◆ Your task
Set down the entries below word for word, from their first line through the line containing "178,28,226,79", including both of those lines.

+-------+

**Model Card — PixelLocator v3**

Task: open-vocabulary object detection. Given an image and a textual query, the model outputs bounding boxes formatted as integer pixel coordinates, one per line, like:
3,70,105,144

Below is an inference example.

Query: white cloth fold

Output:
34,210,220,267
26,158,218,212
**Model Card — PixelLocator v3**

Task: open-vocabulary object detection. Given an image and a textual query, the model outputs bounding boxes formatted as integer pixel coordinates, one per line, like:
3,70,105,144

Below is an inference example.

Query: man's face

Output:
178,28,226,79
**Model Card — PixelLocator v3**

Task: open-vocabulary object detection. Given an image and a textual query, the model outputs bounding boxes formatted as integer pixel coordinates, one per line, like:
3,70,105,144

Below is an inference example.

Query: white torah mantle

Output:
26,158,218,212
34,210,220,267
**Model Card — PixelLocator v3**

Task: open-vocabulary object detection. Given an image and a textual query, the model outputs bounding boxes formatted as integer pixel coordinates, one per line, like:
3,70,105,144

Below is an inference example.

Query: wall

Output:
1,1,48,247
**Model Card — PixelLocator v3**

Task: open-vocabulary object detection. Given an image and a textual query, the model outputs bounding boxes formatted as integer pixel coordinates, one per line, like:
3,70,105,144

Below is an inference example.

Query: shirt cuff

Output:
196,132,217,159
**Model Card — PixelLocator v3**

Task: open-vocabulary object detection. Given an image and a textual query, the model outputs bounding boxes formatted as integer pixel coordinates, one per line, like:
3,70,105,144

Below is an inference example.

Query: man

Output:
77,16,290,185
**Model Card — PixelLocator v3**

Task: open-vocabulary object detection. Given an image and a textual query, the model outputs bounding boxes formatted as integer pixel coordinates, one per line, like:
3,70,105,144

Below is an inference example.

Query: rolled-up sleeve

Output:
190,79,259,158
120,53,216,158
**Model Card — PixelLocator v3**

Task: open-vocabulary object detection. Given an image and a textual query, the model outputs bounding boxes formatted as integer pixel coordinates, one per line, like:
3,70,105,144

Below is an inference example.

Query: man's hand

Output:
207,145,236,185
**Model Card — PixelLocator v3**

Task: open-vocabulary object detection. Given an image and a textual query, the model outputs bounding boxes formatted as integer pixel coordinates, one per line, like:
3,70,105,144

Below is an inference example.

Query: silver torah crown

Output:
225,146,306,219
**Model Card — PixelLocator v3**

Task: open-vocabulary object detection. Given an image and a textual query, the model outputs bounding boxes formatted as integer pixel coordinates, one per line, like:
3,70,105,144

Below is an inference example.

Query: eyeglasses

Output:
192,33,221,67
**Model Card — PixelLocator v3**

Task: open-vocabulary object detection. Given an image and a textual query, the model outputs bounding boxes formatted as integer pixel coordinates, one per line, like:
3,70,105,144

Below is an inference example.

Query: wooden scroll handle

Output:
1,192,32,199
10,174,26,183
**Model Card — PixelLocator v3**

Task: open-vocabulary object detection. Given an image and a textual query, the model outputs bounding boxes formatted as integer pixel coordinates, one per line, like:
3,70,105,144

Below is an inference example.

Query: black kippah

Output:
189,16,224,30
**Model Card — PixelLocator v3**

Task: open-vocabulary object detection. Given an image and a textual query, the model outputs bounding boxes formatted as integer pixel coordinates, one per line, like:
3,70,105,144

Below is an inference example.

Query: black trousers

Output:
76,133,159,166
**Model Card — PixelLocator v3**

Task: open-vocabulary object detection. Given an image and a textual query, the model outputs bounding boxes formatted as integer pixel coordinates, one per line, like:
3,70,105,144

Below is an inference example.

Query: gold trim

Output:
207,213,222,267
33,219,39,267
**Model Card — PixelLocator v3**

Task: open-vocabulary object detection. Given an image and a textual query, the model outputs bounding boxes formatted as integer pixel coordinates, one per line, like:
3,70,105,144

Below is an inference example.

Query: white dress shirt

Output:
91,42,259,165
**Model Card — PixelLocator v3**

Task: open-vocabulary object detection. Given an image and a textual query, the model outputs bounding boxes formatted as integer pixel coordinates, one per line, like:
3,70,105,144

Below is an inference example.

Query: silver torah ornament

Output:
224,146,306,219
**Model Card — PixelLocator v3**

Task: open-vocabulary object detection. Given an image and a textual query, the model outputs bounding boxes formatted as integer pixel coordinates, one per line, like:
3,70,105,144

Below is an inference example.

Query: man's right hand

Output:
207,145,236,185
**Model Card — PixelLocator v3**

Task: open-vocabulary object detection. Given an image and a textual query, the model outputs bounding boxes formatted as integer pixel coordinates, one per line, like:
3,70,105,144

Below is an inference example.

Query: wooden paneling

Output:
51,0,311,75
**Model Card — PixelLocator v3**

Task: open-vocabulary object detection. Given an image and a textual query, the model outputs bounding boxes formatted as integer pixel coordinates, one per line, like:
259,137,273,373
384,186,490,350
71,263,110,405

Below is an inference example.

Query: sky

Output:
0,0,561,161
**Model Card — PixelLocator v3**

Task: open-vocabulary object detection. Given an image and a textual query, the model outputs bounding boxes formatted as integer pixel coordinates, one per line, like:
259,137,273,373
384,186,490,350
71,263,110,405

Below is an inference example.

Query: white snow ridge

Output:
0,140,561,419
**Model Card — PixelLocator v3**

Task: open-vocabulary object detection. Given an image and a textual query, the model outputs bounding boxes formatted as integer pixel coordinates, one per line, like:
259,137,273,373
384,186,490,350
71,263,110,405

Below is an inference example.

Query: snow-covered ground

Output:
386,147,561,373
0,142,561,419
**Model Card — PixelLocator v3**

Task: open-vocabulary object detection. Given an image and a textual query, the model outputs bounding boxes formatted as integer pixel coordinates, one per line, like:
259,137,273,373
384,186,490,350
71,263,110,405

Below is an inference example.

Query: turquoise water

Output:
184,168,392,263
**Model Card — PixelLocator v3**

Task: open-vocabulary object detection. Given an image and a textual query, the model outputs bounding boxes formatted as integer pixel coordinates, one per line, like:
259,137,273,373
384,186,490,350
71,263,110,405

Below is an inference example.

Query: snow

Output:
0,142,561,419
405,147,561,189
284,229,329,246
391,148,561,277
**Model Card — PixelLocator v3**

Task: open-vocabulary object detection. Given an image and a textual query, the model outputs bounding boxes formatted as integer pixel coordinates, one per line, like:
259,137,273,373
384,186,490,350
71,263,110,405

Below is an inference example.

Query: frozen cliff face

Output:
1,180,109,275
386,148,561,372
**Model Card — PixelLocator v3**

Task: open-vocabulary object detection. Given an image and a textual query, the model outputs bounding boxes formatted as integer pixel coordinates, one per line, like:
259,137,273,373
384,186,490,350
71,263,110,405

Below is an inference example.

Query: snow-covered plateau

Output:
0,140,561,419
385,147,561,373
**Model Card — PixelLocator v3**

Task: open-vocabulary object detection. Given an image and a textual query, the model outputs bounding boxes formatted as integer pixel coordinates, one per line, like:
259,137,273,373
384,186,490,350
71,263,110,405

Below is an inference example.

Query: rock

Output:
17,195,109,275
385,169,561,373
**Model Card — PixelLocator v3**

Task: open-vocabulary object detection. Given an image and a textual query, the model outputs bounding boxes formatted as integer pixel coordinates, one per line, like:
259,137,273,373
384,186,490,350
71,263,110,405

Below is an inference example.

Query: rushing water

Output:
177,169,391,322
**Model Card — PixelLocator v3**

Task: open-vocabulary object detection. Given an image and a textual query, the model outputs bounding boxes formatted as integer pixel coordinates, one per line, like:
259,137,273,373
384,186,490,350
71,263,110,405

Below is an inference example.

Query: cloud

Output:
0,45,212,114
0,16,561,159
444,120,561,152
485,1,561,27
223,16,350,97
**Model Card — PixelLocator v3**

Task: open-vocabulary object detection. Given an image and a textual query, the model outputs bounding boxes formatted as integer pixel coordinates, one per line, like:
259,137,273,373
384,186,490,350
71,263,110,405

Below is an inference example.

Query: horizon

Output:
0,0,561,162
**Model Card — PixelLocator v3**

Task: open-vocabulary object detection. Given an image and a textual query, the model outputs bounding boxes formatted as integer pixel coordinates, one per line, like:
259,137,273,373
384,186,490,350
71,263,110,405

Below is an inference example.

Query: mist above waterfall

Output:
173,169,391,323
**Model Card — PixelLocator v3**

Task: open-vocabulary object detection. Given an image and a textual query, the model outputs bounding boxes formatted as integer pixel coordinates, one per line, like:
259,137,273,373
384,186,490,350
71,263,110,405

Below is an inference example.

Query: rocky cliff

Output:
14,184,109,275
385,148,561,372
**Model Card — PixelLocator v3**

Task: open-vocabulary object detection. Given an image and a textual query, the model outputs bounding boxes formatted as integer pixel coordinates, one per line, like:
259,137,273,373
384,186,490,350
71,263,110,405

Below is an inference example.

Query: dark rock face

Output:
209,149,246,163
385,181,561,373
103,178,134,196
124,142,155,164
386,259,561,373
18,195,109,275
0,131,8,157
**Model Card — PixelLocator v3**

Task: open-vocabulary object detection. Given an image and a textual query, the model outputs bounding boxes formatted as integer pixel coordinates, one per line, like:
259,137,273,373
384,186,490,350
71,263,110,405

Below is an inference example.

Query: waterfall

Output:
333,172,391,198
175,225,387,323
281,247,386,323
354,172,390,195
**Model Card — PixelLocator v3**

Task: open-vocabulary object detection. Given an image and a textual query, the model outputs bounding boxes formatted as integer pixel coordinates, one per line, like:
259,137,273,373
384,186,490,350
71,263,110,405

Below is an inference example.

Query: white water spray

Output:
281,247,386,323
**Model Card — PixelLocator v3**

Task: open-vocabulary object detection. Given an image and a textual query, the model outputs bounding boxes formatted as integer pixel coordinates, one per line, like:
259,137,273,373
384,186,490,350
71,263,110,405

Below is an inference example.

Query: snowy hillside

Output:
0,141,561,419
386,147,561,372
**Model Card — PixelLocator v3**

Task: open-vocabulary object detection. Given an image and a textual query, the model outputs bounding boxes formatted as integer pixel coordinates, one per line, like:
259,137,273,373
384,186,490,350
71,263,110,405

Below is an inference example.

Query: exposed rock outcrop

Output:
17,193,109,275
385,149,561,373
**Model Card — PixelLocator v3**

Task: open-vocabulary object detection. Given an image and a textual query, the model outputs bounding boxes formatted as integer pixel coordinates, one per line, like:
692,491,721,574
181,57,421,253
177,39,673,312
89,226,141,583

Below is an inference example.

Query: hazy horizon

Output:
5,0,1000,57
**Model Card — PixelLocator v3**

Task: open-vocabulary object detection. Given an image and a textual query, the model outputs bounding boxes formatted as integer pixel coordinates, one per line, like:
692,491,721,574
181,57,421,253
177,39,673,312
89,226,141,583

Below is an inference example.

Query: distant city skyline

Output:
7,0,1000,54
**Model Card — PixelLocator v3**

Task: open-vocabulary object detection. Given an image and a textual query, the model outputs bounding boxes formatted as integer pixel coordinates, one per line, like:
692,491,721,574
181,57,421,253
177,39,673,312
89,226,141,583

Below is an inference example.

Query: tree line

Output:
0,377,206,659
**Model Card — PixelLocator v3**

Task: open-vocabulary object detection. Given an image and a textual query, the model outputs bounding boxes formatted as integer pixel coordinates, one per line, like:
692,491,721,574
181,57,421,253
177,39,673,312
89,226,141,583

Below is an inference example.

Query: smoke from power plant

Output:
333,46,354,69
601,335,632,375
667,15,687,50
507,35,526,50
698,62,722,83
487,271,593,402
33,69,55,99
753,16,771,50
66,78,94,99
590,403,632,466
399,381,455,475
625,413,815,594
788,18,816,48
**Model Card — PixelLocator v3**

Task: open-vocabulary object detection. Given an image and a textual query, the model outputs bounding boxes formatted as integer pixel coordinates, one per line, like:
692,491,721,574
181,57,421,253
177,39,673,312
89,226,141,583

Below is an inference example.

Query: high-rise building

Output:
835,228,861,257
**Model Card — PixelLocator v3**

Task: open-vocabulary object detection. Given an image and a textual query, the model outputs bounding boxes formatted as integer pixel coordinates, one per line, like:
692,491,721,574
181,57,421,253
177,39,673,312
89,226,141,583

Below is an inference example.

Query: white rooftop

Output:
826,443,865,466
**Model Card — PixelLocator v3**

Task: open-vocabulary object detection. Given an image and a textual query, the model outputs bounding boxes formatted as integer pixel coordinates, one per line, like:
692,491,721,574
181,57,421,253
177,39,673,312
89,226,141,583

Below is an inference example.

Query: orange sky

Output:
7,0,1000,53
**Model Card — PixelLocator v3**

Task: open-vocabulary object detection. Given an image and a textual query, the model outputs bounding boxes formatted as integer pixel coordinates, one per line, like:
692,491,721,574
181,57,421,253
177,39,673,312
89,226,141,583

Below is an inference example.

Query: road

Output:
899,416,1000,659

+-------+

◆ Worked solution
**Model Card — PixelLocator v3**

Task: open-vocabulary object detection. Given an image and a textual query, the model outputs bounding boxes formatted as integer pixel coordinates, one per line, like:
3,70,105,144

Below is an inference example.

Query: white cloth fold

Output:
34,210,220,267
26,158,218,212
**Model Card — PixelLocator v3**

Task: open-vocabulary object detection. Given an image and a textual query, the model outputs bounding boxes formatted as integer pixel coordinates, one per line, like:
3,70,105,144

Below is an inference example.

Query: man's face

Output:
178,28,226,79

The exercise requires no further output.